%%

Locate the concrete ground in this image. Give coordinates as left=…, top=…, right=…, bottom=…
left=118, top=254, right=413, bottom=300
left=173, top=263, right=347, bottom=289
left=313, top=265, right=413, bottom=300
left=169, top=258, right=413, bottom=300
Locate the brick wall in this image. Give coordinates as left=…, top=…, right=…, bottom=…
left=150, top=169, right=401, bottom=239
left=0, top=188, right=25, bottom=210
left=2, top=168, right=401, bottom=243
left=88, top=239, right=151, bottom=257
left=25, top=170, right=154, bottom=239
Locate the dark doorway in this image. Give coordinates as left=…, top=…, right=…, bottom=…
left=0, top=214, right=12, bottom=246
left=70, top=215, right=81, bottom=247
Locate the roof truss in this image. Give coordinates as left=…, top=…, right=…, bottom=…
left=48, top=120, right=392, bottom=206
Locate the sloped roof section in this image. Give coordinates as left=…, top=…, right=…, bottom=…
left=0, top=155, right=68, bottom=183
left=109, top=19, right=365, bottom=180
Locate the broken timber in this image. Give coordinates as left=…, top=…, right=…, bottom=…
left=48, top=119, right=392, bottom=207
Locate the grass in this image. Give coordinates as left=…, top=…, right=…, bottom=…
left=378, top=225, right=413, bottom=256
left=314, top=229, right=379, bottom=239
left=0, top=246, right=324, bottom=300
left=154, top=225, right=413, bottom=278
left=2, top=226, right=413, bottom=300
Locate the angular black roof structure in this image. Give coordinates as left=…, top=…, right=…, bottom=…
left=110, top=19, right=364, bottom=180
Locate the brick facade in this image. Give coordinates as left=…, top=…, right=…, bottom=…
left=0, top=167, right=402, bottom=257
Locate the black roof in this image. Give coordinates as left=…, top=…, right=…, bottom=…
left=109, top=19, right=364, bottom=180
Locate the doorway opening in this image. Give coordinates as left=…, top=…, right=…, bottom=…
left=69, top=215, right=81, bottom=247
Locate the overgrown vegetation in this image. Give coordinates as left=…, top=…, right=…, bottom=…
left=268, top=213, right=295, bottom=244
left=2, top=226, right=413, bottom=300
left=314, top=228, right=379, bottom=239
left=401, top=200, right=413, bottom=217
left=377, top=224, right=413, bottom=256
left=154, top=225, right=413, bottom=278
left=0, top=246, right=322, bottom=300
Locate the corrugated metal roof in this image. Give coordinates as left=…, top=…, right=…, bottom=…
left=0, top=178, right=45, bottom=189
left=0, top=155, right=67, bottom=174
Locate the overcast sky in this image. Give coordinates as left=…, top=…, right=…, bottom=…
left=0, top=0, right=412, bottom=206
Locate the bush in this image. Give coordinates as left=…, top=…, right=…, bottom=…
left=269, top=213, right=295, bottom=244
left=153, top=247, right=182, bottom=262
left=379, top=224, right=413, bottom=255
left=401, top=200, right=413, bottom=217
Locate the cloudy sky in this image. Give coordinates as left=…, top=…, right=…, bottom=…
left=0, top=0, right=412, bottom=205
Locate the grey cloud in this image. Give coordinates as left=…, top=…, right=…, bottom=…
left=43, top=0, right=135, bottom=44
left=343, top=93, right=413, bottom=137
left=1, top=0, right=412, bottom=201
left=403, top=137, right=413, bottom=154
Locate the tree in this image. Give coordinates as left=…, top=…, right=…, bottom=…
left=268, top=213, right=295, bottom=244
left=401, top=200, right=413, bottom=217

%%

PROBLEM REQUIREMENTS :: What is needed is an exact copy of all the records.

YOUR SOLUTION ::
Locate the concrete ground in this image. Give coordinates as left=…, top=…, right=…, bottom=…
left=118, top=254, right=413, bottom=300
left=173, top=263, right=347, bottom=289
left=313, top=265, right=413, bottom=300
left=169, top=258, right=413, bottom=300
Locate the brick wall in this image. Give coordinates as left=…, top=…, right=…, bottom=…
left=150, top=169, right=401, bottom=239
left=0, top=188, right=25, bottom=210
left=2, top=168, right=401, bottom=243
left=88, top=239, right=151, bottom=257
left=25, top=170, right=154, bottom=239
Locate the dark doorway in this image. Give coordinates as left=…, top=…, right=…, bottom=…
left=0, top=214, right=12, bottom=246
left=70, top=215, right=81, bottom=247
Locate the roof truss in this image. Give coordinates as left=…, top=…, right=…, bottom=…
left=48, top=120, right=392, bottom=206
Locate the sloped roof section in this image. Give coordinates as left=…, top=…, right=…, bottom=…
left=0, top=155, right=68, bottom=183
left=109, top=19, right=365, bottom=180
Locate the broken timber in this image. Give coordinates as left=…, top=…, right=…, bottom=…
left=48, top=119, right=392, bottom=207
Locate the grass in this image. Give coordinates as left=…, top=…, right=…, bottom=…
left=378, top=225, right=413, bottom=256
left=314, top=229, right=379, bottom=239
left=0, top=246, right=324, bottom=300
left=154, top=225, right=413, bottom=278
left=2, top=226, right=413, bottom=300
Locate the angular black roof structure in this image. Give coordinates as left=…, top=…, right=…, bottom=…
left=110, top=19, right=364, bottom=180
Locate the brick facade in this image. Give coordinates as left=…, top=…, right=…, bottom=…
left=0, top=167, right=402, bottom=257
Locate the black roof in this image. Give coordinates as left=…, top=…, right=…, bottom=…
left=109, top=19, right=364, bottom=180
Locate the doorway opening in this image. Give coordinates as left=…, top=…, right=…, bottom=…
left=69, top=215, right=81, bottom=247
Locate the overgrown vegetation in this image. Give coordinates as left=…, top=…, right=…, bottom=…
left=268, top=213, right=295, bottom=244
left=2, top=226, right=413, bottom=300
left=314, top=228, right=379, bottom=239
left=401, top=200, right=413, bottom=217
left=377, top=224, right=413, bottom=256
left=154, top=225, right=413, bottom=278
left=0, top=246, right=322, bottom=300
Locate the corrugated metal roof in this image. Give coordinates as left=…, top=…, right=…, bottom=…
left=0, top=178, right=45, bottom=189
left=0, top=155, right=67, bottom=174
Locate the overcast sky in this image. Give coordinates as left=…, top=…, right=…, bottom=…
left=0, top=0, right=412, bottom=206
Locate the bush in this image. Give coordinates as left=…, top=…, right=…, bottom=…
left=269, top=213, right=295, bottom=244
left=153, top=247, right=182, bottom=262
left=379, top=224, right=413, bottom=255
left=401, top=200, right=413, bottom=217
Locate the cloudy sky in this image. Give coordinates as left=…, top=…, right=…, bottom=…
left=0, top=0, right=412, bottom=205
Locate the grey cloud in this image. Give coordinates as left=…, top=…, right=…, bottom=…
left=43, top=0, right=135, bottom=44
left=343, top=93, right=413, bottom=137
left=1, top=0, right=412, bottom=201
left=403, top=137, right=413, bottom=154
Locate the tree in this image. Give coordinates as left=…, top=…, right=…, bottom=…
left=268, top=213, right=295, bottom=244
left=401, top=200, right=413, bottom=217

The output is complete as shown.